Ajudan Kadiv Propam Ditembak
Rangkuman 7 Kejanggalan Versi KontraS Kasus Tewasnya Ajudan Kadiv Propam Polri Dinilai Misterius
Inilah kejanggalan kasus tewasnya ajudan Kadiv Propam Polri Irjen Pol Ferdy Sambo yang menyita perhatian masyarakat.
TRIBUNMATARAMAN.com - Inilah kejanggalan kasus tewasnya ajudan Kadiv Propam Polri Irjen Pol Ferdy Sambo yang menyita perhatian masyarakat.
Diketahui Brigadir Yosua tewas tertembak usai diduga melakukan percobaan rupadaksa kepada istri Kadiv Propam Polri Irjen Pol Ferdy Sambo.
Namun dibalik tewasnya kasus Brigadir Yosua, sejumlah pihak menilai ada kejanggalan.
Lantas seperti apa kejanggalan dari kasus tewasnya Brigadir Yosua?
Dikutip dari Tribunnews.com, Komisi untuk Orang Hilang dan Korban Tindak Kekerasan (KontraS) pun turut mengungkap tujuh kejanggalan tewasnya Brigadir J yang diduga sempat melakukan pelecehan pada istri Irjen Ferdy Sambo.

Instruksi 1: Kutip bagian artikel tentang kasus tewasnya Brigadir Yosua, mulai dari kata-kata yang memuat "TRIBUNMATARAMAN.com - Inilah" dan berhenti setelah "Irjen Ferdy Sambo.".

Data Tersedia:

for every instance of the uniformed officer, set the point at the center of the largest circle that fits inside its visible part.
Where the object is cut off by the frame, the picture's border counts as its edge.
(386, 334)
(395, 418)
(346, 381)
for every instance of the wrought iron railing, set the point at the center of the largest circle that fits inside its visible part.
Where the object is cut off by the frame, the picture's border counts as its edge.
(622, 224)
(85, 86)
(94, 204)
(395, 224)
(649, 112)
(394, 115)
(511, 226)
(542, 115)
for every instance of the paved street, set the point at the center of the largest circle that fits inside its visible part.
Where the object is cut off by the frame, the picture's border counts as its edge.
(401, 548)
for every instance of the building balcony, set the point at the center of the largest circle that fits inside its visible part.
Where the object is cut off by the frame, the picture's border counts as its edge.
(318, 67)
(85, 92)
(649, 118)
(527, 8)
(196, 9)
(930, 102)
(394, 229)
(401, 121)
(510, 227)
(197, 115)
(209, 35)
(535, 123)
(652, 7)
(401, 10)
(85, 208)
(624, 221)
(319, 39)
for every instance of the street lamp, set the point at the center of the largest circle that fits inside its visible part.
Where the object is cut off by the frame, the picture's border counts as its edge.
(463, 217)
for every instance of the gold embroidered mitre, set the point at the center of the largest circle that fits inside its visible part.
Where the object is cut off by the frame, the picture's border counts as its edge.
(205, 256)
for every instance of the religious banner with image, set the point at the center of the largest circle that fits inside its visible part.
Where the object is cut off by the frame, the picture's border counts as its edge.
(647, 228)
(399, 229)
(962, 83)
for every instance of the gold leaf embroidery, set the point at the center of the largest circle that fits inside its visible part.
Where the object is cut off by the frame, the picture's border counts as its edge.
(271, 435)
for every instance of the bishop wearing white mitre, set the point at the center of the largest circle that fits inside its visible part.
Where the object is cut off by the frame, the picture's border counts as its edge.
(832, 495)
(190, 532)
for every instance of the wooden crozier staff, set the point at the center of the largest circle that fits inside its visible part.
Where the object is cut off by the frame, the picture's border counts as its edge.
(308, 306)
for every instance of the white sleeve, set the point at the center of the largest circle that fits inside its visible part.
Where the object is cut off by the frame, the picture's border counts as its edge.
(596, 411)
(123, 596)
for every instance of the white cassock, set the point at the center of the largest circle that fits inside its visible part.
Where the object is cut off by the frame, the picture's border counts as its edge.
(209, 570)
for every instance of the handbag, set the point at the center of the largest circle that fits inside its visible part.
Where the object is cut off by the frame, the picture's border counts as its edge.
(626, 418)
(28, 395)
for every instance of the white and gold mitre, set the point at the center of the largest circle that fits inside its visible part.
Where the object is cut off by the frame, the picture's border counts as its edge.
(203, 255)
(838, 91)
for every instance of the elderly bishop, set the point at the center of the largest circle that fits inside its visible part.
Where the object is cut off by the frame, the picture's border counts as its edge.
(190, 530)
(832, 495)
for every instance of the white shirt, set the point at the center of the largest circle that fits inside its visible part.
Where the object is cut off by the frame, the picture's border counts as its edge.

Instruksi 2: Tolong kumpulkan setiap baris dalam entri di atas yang memuat kata "street".

Jawaban 1:
TRIBUNMATARAMAN.com - Inilah kejanggalan kasus tewasnya ajudan Kadiv Propam Polri Irjen Pol Ferdy Sambo yang menyita perhatian masyarakat.
Diketahui Brigadir Yosua tewas tertembak usai diduga melakukan percobaan rupadaksa kepada istri Kadiv Propam Polri Irjen Pol Ferdy Sambo.
Namun dibalik tewasnya kasus Brigadir Yosua, sejumlah pihak menilai ada kejanggalan.
Lantas seperti apa kejanggalan dari kasus tewasnya Brigadir Yosua?
Dikutip dari Tribunnews.com, Komisi untuk Orang Hilang dan Korban Tindak Kekerasan (KontraS) pun turut mengungkap tujuh kejanggalan tewasnya Brigadir J yang diduga sempat melakukan pelecehan pada istri Irjen Ferdy Sambo.

Jawaban 2:
for every instance of the paved street, set the point at the center of the largest circle that fits inside its visible part.
for every instance of the street lamp, set the point at the center of the largest circle that fits inside its visible part.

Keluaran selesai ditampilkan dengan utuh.